BEGIN Supplied records
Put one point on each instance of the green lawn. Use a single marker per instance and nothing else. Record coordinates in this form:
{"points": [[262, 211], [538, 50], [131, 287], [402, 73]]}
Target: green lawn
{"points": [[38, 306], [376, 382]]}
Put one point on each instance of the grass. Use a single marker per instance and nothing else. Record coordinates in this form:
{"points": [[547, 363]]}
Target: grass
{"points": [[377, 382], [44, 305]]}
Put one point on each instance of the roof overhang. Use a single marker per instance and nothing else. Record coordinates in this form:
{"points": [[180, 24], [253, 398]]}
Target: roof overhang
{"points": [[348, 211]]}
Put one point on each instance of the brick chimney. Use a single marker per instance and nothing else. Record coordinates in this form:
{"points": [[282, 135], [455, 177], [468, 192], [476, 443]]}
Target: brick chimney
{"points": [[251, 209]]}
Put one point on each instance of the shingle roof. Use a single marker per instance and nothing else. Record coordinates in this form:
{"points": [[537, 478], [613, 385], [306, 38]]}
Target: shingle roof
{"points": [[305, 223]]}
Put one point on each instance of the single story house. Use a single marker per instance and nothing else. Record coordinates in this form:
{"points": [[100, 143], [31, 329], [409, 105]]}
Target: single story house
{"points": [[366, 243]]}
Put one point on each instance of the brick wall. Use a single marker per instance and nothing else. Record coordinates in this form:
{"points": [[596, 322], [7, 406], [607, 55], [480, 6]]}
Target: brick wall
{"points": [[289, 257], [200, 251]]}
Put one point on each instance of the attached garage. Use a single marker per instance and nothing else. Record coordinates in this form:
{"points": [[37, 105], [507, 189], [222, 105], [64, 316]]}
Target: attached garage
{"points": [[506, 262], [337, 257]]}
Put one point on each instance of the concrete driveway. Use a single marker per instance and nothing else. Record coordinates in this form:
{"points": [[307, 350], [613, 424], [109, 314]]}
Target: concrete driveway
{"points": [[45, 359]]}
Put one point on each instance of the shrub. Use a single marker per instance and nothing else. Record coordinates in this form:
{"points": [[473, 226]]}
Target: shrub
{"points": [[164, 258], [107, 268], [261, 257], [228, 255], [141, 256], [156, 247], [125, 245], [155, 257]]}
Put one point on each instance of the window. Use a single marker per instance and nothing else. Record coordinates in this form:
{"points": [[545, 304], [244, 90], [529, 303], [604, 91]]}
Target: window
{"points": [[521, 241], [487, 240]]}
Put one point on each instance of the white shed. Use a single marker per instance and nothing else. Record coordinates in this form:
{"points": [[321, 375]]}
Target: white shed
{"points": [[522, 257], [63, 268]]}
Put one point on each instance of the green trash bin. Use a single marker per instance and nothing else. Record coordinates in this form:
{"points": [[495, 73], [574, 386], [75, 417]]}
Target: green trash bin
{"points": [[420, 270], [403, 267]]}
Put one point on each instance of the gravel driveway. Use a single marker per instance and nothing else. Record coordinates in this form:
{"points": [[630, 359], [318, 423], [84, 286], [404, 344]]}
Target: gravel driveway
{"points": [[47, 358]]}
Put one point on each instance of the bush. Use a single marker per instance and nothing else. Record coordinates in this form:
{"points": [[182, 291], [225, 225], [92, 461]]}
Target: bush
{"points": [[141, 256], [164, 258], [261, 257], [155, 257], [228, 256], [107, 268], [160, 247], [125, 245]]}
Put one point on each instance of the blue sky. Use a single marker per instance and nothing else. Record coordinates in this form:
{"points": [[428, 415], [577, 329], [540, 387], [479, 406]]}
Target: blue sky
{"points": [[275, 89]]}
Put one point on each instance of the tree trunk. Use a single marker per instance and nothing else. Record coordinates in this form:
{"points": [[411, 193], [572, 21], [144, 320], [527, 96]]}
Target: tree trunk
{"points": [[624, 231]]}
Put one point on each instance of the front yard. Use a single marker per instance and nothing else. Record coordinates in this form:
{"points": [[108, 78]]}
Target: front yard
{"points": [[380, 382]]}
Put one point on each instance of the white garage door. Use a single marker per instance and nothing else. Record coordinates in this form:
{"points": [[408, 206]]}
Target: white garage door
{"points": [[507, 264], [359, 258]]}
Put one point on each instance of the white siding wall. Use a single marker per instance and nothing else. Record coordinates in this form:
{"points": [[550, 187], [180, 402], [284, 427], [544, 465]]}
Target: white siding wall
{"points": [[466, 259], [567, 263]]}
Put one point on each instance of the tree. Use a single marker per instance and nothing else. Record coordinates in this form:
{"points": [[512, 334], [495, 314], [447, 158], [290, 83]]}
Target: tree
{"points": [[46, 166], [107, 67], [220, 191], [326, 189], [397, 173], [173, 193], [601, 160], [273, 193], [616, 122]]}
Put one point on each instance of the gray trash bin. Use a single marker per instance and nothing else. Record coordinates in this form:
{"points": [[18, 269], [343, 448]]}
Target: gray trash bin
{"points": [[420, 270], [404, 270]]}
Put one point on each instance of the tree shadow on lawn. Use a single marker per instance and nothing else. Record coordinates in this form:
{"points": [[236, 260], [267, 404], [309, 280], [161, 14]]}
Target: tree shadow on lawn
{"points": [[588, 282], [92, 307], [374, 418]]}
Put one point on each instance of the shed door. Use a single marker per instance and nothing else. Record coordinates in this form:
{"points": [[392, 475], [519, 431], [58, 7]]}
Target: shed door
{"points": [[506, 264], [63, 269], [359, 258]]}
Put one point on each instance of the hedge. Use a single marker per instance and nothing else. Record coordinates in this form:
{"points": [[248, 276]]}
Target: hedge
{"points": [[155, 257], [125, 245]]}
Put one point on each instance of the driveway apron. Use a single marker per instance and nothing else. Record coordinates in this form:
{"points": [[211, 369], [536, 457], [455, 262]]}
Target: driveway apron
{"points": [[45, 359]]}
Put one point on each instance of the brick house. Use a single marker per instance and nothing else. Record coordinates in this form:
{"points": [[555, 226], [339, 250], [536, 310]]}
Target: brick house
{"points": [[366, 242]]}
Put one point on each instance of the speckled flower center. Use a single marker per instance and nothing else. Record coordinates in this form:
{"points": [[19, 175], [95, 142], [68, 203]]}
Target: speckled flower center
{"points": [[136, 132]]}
END Supplied records
(Requirements) Set down all of the lines above again word for word, with every character and line break the same.

(Solved exercise)
Put one point on each instance of the green lawn. Use a single marker per instance and nothing else. Record coordinates in this form:
{"points": [[262, 211], [538, 50], [131, 287], [402, 73]]}
Target: green lawn
{"points": [[38, 306], [376, 382]]}
Put one point on each instance of the grass. Use a single marker per instance and nothing else. Record coordinates in this form:
{"points": [[547, 363]]}
Target: grass
{"points": [[377, 382], [44, 305]]}
Put one point on each instance of the roof overhang. Use a single marker per instance and nothing else. Record coordinates in this form:
{"points": [[180, 24], [253, 398]]}
Target: roof overhang
{"points": [[348, 211]]}
Put one point on each instance of the brick chimney. Use a single marker per instance and nothing else. Record coordinates in this form:
{"points": [[282, 135], [455, 177], [468, 192], [476, 443]]}
Target: brick chimney
{"points": [[251, 209]]}
Put one point on each instance of the shingle roof. Use a single marker per instance and nothing else. Record coordinates in this form:
{"points": [[537, 478], [613, 385], [306, 38]]}
Target: shingle roof
{"points": [[305, 223]]}
Put one point on each instance of the single story house. Use a single marker per instance and nothing else. Record coordinates in this form:
{"points": [[100, 143], [31, 329], [409, 105]]}
Target: single story house
{"points": [[366, 243]]}
Put one point on each instance of the brick wall. Use a single marker per instance and nothing else. Record coordinates in this form:
{"points": [[596, 322], [7, 406], [607, 55], [480, 6]]}
Target: brick wall
{"points": [[289, 257], [200, 251]]}
Put one point on each instance of the attached garage. Use a single marker per instance and nothing else. Record coordinates in this form:
{"points": [[37, 105], [507, 189], [222, 105], [64, 316]]}
Target: attached garage
{"points": [[506, 262], [337, 257]]}
Put one point on each instance of the concrete driveway. Use a single marker per instance and nothing else. Record coordinates in this form:
{"points": [[307, 350], [613, 424], [109, 314]]}
Target: concrete driveway
{"points": [[45, 359]]}
Put one point on each instance of the shrub. Use a single marker per instance and nothing else. Record coordinates in this form:
{"points": [[473, 226]]}
Target: shrub
{"points": [[164, 258], [107, 268], [261, 257], [228, 255], [141, 256], [156, 247], [125, 245], [155, 257]]}
Put one point on each instance of the window. Use a single marker per instance and nothing else. Record coordinates in this form:
{"points": [[545, 304], [244, 90], [529, 303], [604, 91]]}
Target: window
{"points": [[521, 241], [487, 240]]}
Put one point on each instance of the white shed. Use a single marker per instance and nothing else. Record coordinates in this form:
{"points": [[321, 375]]}
Target: white shed
{"points": [[522, 257], [63, 268]]}
Put one point on each instance of the green trash bin. Use a single marker per instance and nothing else. Record coordinates in this form:
{"points": [[495, 73], [574, 386], [75, 417]]}
Target: green trash bin
{"points": [[420, 270], [403, 267]]}
Put one point on each instance of the gravel driveway. Use a single marker per instance and nothing else. Record coordinates in this form:
{"points": [[630, 359], [318, 423], [84, 286], [404, 344]]}
Target: gravel driveway
{"points": [[47, 358]]}
Put one point on each instance of the bush. Use a single marker per instance and nothing else. Record coordinates in this form:
{"points": [[182, 291], [225, 225], [92, 461]]}
Target: bush
{"points": [[141, 256], [164, 258], [261, 257], [155, 257], [228, 256], [107, 268], [160, 247], [125, 245]]}
Put one point on each instance of the blue sky. Use a single marker per instance and nothing else. Record coordinates in this form:
{"points": [[428, 415], [577, 329], [540, 387], [479, 406]]}
Target: blue sky
{"points": [[275, 89]]}
Put one point on each instance of the tree trunk. Use a single marker per instance and nothing else. Record coordinates in this form:
{"points": [[411, 193], [572, 21], [144, 320], [527, 96]]}
Target: tree trunk
{"points": [[624, 231]]}
Put one point on each instance of the front yard. Use a single marker per instance and nothing else. Record coordinates in this form:
{"points": [[108, 78]]}
Target: front yard
{"points": [[380, 382]]}
Put one point on each instance of the white garage door. Use a single marker per instance and nothing else. Record coordinates in this form:
{"points": [[408, 206]]}
Target: white garage door
{"points": [[507, 264], [359, 258]]}
Put one point on each instance of the white siding wall. Use a single marker per instance and nothing else. Record coordinates in this form:
{"points": [[550, 187], [180, 402], [284, 427], [544, 465]]}
Target: white siding wall
{"points": [[466, 259], [567, 263]]}
Put one point on each instance of the tree. Use a single marker per instance and nothing else. Record coordinates in this form:
{"points": [[512, 334], [495, 314], [447, 158], [290, 83]]}
Target: tree
{"points": [[46, 166], [107, 67], [220, 191], [326, 189], [397, 173], [173, 193], [601, 160], [273, 193], [616, 122]]}
Put one point on each instance of the gray trash bin. Use a single marker per instance and nothing else. Record coordinates in this form:
{"points": [[18, 269], [343, 448]]}
Target: gray trash bin
{"points": [[420, 270], [404, 270]]}
Put one point on each instance of the tree shadow on lawn. Use a single marker per instance and nothing else. Record coordinates in this form:
{"points": [[236, 260], [267, 404], [309, 280], [161, 14]]}
Target: tree shadow on lawn
{"points": [[588, 282], [92, 307], [374, 418]]}
Put one point on each instance of the shed door. Use a single marker per instance and nothing else. Record coordinates in this form:
{"points": [[392, 475], [519, 431], [58, 7]]}
Target: shed door
{"points": [[506, 264], [63, 269], [359, 258]]}
Put one point on each instance of the hedge. Use a single marker per instance and nothing else. Record coordinates in this form:
{"points": [[248, 276]]}
Target: hedge
{"points": [[155, 257], [125, 245]]}
Put one point on each instance of the driveway apron. Use a single marker per instance and nothing else. Record coordinates in this form:
{"points": [[211, 369], [536, 457], [455, 262]]}
Target: driveway apron
{"points": [[45, 359]]}
Put one point on each instance of the brick house. Use a single marker per instance and nothing else. Record coordinates in this form:
{"points": [[555, 226], [339, 250], [536, 310]]}
Target: brick house
{"points": [[366, 242]]}
Put one point on each instance of the speckled flower center. Use a single marker per instance and nothing else. Record coordinates in this form:
{"points": [[19, 175], [95, 142], [68, 203]]}
Target: speckled flower center
{"points": [[136, 132]]}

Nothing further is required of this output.